[Saved entries]
************

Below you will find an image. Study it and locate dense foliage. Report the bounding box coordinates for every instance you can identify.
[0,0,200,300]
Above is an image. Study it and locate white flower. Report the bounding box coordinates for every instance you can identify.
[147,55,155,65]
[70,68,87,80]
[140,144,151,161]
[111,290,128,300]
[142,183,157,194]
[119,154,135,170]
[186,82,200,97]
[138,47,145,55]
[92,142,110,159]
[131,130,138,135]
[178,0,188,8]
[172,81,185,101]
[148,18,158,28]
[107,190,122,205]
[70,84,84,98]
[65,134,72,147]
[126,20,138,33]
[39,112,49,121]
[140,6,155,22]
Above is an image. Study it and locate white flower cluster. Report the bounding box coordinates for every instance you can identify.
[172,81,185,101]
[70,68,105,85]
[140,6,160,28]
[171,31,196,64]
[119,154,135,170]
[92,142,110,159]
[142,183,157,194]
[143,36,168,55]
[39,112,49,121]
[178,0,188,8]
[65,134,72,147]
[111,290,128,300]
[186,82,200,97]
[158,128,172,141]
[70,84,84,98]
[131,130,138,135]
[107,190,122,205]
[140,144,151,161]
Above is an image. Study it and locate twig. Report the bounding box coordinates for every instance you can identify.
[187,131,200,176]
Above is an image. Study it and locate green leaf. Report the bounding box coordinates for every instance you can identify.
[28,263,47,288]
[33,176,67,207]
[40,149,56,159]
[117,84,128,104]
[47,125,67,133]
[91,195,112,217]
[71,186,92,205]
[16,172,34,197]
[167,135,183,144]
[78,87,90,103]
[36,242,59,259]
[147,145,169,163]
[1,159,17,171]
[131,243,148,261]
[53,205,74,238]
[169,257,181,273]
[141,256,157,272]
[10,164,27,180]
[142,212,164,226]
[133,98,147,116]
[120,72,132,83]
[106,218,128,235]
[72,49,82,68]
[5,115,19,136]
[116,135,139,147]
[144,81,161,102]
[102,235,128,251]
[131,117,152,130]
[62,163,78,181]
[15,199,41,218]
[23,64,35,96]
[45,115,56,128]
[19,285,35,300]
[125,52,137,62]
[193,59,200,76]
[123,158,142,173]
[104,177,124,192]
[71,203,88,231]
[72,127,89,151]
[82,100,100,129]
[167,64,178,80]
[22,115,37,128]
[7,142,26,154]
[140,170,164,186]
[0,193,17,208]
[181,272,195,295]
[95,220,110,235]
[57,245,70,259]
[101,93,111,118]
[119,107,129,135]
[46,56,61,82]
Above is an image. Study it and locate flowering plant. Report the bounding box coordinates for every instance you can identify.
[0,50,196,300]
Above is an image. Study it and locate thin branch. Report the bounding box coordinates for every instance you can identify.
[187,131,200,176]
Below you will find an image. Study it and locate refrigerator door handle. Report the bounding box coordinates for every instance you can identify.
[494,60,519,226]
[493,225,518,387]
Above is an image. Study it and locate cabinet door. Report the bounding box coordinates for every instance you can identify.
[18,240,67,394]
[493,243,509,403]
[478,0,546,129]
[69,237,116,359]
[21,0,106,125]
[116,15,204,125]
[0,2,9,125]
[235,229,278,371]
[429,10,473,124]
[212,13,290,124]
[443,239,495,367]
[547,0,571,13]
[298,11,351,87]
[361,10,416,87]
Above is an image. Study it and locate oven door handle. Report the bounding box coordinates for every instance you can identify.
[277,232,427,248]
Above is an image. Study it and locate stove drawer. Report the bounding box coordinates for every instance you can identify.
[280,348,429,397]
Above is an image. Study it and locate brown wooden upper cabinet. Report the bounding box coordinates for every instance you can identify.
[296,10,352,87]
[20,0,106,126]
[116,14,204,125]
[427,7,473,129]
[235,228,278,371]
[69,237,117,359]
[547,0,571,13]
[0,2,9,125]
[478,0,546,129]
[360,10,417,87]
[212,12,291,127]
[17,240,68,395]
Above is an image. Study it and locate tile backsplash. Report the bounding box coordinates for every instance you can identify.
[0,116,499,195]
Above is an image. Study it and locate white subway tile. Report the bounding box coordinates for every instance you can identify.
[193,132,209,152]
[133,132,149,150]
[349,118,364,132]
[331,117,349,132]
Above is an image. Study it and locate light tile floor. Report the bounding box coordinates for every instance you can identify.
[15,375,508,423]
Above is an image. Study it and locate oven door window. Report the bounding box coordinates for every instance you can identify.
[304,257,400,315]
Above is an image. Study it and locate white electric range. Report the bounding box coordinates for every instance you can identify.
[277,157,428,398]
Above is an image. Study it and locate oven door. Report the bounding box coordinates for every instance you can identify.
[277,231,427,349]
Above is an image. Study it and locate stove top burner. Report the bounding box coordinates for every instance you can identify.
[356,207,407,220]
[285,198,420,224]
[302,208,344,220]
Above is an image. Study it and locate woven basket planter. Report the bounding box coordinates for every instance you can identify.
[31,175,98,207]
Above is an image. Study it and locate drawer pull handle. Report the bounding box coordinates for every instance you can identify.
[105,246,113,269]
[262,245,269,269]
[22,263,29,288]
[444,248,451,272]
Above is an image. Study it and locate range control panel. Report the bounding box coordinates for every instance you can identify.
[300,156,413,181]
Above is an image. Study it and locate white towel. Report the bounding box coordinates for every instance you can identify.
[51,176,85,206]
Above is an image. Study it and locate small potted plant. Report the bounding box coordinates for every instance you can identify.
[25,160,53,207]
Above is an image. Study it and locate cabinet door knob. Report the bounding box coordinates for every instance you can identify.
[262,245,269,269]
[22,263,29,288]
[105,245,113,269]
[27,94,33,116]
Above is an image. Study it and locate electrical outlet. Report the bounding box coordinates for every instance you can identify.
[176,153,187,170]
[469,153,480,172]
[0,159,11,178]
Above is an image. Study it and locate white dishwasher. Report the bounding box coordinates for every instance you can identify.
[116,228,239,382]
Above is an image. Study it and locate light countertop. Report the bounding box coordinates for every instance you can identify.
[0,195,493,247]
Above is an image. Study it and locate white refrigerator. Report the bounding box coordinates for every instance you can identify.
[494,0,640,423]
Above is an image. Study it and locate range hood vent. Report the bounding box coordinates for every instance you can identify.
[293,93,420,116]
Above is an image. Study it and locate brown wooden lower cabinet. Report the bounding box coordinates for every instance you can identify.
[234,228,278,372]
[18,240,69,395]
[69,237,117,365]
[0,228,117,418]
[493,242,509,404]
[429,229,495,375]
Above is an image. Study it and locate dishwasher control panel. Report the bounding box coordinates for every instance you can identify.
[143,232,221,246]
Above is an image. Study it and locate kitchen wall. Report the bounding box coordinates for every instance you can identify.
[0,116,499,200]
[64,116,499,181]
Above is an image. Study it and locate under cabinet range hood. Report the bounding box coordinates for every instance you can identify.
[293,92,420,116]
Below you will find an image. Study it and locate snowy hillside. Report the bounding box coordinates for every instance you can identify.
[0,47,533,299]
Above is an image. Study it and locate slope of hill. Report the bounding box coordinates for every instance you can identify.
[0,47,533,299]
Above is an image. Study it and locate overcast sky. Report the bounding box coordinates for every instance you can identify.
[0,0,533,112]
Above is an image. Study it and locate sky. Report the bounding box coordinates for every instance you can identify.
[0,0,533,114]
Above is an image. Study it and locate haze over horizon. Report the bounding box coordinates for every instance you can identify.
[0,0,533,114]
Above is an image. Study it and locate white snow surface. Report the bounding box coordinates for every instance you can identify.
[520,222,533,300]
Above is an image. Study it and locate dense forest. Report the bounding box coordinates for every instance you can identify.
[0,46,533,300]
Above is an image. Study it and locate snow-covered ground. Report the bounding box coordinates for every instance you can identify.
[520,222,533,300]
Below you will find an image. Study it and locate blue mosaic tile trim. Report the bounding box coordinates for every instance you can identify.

************

Task statement » Set out every one of the saved entries above as a numbered list, skipping any blank lines.

The solution »
1. Below you will find an image. Study it and locate dense foliage. Report the bounding box coordinates for every instance you can identify.
2. [0,0,200,300]
3. Above is an image. Study it and locate white flower. Report the bounding box coordinates for every instance you can identify.
4. [147,55,155,65]
5. [70,68,87,80]
6. [140,144,151,161]
7. [111,290,128,300]
8. [142,183,157,194]
9. [119,154,135,170]
10. [186,82,200,97]
11. [138,47,145,55]
12. [92,142,110,159]
13. [131,130,138,135]
14. [178,0,188,8]
15. [172,81,185,101]
16. [148,18,158,28]
17. [107,190,122,205]
18. [70,84,84,98]
19. [65,134,72,147]
20. [126,20,138,33]
21. [39,112,49,121]
22. [140,6,155,22]
23. Above is an image. Study it and locate white flower cluster. Report the bounding box coordinates for every instance you can identify.
24. [172,81,185,101]
25. [70,68,105,85]
26. [140,6,160,28]
27. [171,31,196,64]
28. [119,154,135,170]
29. [92,142,110,159]
30. [142,183,157,194]
31. [143,36,168,55]
32. [39,112,49,121]
33. [178,0,188,8]
34. [65,134,72,147]
35. [111,290,128,300]
36. [186,82,200,97]
37. [158,128,172,141]
38. [70,84,84,98]
39. [131,130,138,135]
40. [107,190,122,205]
41. [140,144,151,161]
42. Above is an image. Study it and locate twig. Report the bounding box coordinates for every instance you can identify.
43. [187,131,200,176]
44. Above is an image. Study it and locate green leaf. Report the bounding box coordinates for every instance you can identify.
45. [28,263,47,288]
46. [33,176,67,207]
47. [40,149,56,159]
48. [117,84,128,104]
49. [47,125,67,133]
50. [91,195,112,217]
51. [71,186,92,205]
52. [16,172,34,197]
53. [167,135,183,144]
54. [78,87,90,103]
55. [36,242,59,259]
56. [147,145,169,163]
57. [1,159,17,171]
58. [131,243,148,261]
59. [53,205,74,238]
60. [169,257,181,273]
61. [141,256,157,272]
62. [10,164,27,180]
63. [142,212,164,226]
64. [133,98,147,116]
65. [120,72,132,83]
66. [106,218,128,235]
67. [72,49,82,68]
68. [5,115,19,136]
69. [116,135,139,147]
70. [144,81,161,102]
71. [102,235,128,251]
72. [131,117,152,130]
73. [62,163,78,181]
74. [15,199,41,218]
75. [23,64,35,96]
76. [45,115,56,128]
77. [19,285,35,300]
78. [125,52,137,62]
79. [193,59,200,76]
80. [123,158,142,173]
81. [104,177,124,192]
82. [71,203,88,231]
83. [72,127,89,151]
84. [82,100,100,129]
85. [167,64,178,80]
86. [22,115,37,128]
87. [7,142,26,154]
88. [140,170,164,186]
89. [0,193,17,208]
90. [181,272,195,295]
91. [95,220,110,235]
92. [57,245,70,259]
93. [101,93,111,118]
94. [119,107,129,135]
95. [46,56,61,82]
96. Above is an image. Study it and locate flowering plant. Report the bounding box coordinates for every instance you can identify.
97. [0,50,196,300]
98. Above is an image. Study it and locate thin branch. Report the bounding box coordinates for every instance you can identify.
99. [187,131,200,176]
100. Below you will find an image. Study it and locate refrigerator door handle. Report the bounding box coordinates for every instance you can identify.
101. [494,60,519,226]
102. [493,225,518,387]
103. Above is an image. Study it and locate cabinet door. Report the bounding box coordinates for every instance you can identify.
104. [18,240,67,394]
105. [493,243,509,403]
106. [478,0,546,129]
107. [69,237,116,359]
108. [21,0,106,125]
109. [116,15,204,125]
110. [0,2,9,125]
111. [235,229,278,371]
112. [429,10,473,124]
113. [212,13,290,124]
114. [443,239,495,367]
115. [547,0,571,13]
116. [298,11,351,87]
117. [361,10,416,87]
118. Above is an image. Study it and locate oven door handle. Report the bounding box coordinates for every instance you can identify.
119. [277,232,427,248]
120. Above is an image. Study it and locate stove drawer. Report the bounding box coordinates for every instance you can identify.
121. [280,348,429,397]
122. Above is an image. Study it and locate brown wooden upper cabinet. Report the bounding box coordinates for every instance you can identify.
123. [296,10,352,87]
124. [20,0,106,126]
125. [116,14,204,125]
126. [427,7,473,129]
127. [235,228,278,371]
128. [69,237,117,359]
129. [547,0,571,13]
130. [0,2,9,125]
131. [478,0,546,129]
132. [360,10,417,87]
133. [212,12,291,127]
134. [17,240,68,395]
135. Above is an image. Study it and locate tile backsplash. Report the bounding box coordinates for every instance you can identify.
136. [0,116,499,195]
137. Above is an image. Study it and locate white subway tile. Report the bounding box coordinates for every instance you can identify.
138. [193,132,209,152]
139. [133,132,149,150]
140. [349,118,364,132]
141. [331,117,349,132]
142. Above is an image. Study it and locate light tile floor. Report the bounding box coordinates for every instance you can identify.
143. [15,375,508,423]
144. Above is an image. Study it and locate oven door window. Report the bounding box coordinates for every instance you can identify.
145. [304,257,400,315]
146. Above is an image. Study it and locate white electric range. Report the bounding box coordinates for every instance you can identify.
147. [277,157,428,398]
148. Above is an image. Study it and locate oven door. Report the bounding box coordinates for every instance you can identify.
149. [277,231,427,349]
150. Above is an image. Study it and locate stove top burner. Report the bounding box coordinates for every instance you can identify.
151. [356,207,407,220]
152. [285,198,420,224]
153. [302,208,344,220]
154. Above is an image. Study it and locate woven basket planter. Report the bounding box coordinates for every instance you can identify.
155. [31,175,98,207]
156. Above is an image. Study it and locate drawer pull handle. Report the bounding box coordinates for every instance you can identify.
157. [105,246,113,269]
158. [262,245,269,269]
159. [22,263,29,288]
160. [444,248,451,272]
161. Above is an image. Study it and locate range control panel. Report the bounding box coordinates for every instance you can identify.
162. [300,156,413,181]
163. Above is an image. Study it and locate white towel. Report the bounding box coordinates for every instance you can identify.
164. [51,176,85,206]
165. Above is an image. Study it and locate small potted plant. Report the bounding box coordinates for every instance you can identify.
166. [25,160,53,207]
167. Above is an image. Study it and locate cabinet door knob. Report the bounding box coordinates for every instance you can identify.
168. [262,245,269,269]
169. [22,263,29,288]
170. [105,245,113,269]
171. [27,94,33,116]
172. Above is an image. Study it and locate electrical outlet. Report the bounding box coordinates for every instance you can identify.
173. [176,153,187,170]
174. [469,153,480,172]
175. [0,159,11,178]
176. Above is an image. Study it and locate white dishwasher. Report the bounding box coordinates for every instance you can identify.
177. [116,228,239,382]
178. Above is an image. Study it and locate light countertop. Report the bounding box coordinates for every instance you can identify.
179. [0,195,493,247]
180. Above is an image. Study it and locate white refrigerator. Report the bounding box coordinates for every instance you can identify.
181. [494,0,640,423]
182. Above is an image. Study it and locate range hood vent. Report the bounding box coordinates for every instance you can identify.
183. [293,93,420,116]
184. Above is an image. Study it and locate brown wooden lower cabinet. Report the bounding box coordinates for every instance you can identify.
185. [234,228,278,372]
186. [18,240,69,395]
187. [69,237,117,365]
188. [0,228,117,418]
189. [493,242,509,404]
190. [429,229,495,375]
191. Above is an image. Study it and locate dishwasher control panel. Report the bounding box coordinates for every instance you can identify.
192. [143,232,221,246]
193. Above is an image. Study it and locate kitchen wall. Report the bounding box coordinates for every instance you can identify.
194. [0,116,499,200]
195. [64,116,499,181]
196. Above is an image. Study it and locate under cabinet range hood. Report the bounding box coordinates for every instance you can identify.
197. [293,92,420,116]
198. Below you will find an image. Study it and locate snowy hillside. Report the bounding box coordinates for every instance you can identify.
199. [0,47,533,299]
200. Above is an image. Study it and locate slope of hill. Report the bounding box coordinates for every instance you can identify.
201. [0,47,533,299]
202. Above is an image. Study it and locate overcast sky. Report the bounding box coordinates for every instance you can identify.
203. [0,0,533,112]
204. Above is an image. Study it and locate sky. Report the bounding box coordinates for every instance you can identify.
205. [0,0,533,114]
206. Above is an image. Study it and locate haze over horizon. Report the bounding box coordinates for every instance you can identify.
207. [0,0,533,114]
208. Above is an image. Study it and locate white snow surface. Report the bounding box coordinates for every instance you can identify.
209. [520,222,533,300]
210. Above is an image. Study it and locate dense forest. Report the bounding box coordinates for every instance you can identify.
211. [0,46,533,300]
212. Above is an image. Study it and locate snow-covered ground. Report the bounding box coordinates for every instance you can identify.
213. [520,222,533,300]
214. Below you will find an image. Study it and locate blue mosaic tile trim. Report the bounding box coordinates for every instance you can identify.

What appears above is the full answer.